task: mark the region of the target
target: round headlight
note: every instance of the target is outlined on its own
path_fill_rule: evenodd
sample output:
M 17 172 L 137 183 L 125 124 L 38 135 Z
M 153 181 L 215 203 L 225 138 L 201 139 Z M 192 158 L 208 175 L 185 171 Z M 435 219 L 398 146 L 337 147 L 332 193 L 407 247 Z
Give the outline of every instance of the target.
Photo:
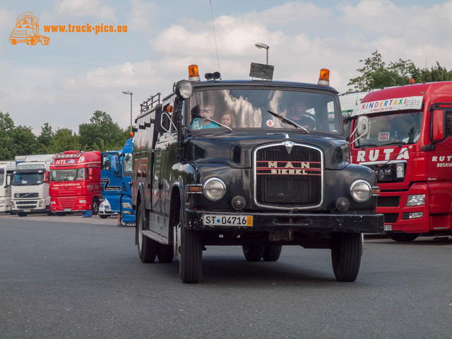
M 216 201 L 226 193 L 226 185 L 218 178 L 210 178 L 203 185 L 203 193 L 208 199 Z
M 181 80 L 174 84 L 174 93 L 182 99 L 188 99 L 193 95 L 193 85 L 187 80 Z
M 372 187 L 365 180 L 356 180 L 350 185 L 350 195 L 355 201 L 364 203 L 372 196 Z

....................

• _Aim of the task_: Rewrite the rows above, switching each "target" to "object" and changing nothing else. Leave the picture out of your answer.

• _Result for this task_:
task: mark the region of the object
object: round headlight
note: every instance of the object is outlined on its own
path_fill_rule: evenodd
sample output:
M 17 172 L 137 183 L 125 124 L 38 135 Z
M 153 181 L 215 203 L 225 138 L 201 139 Z M 192 158 L 208 175 L 185 171 Z M 435 219 L 398 146 L 337 147 L 332 193 L 407 247 Z
Give the outline of every instance of the object.
Photo:
M 216 201 L 226 193 L 226 185 L 218 178 L 210 178 L 203 185 L 203 193 L 208 199 Z
M 181 80 L 174 84 L 174 93 L 182 99 L 188 99 L 193 95 L 193 85 L 187 80 Z
M 372 187 L 365 180 L 356 180 L 350 185 L 350 195 L 355 201 L 364 203 L 372 196 Z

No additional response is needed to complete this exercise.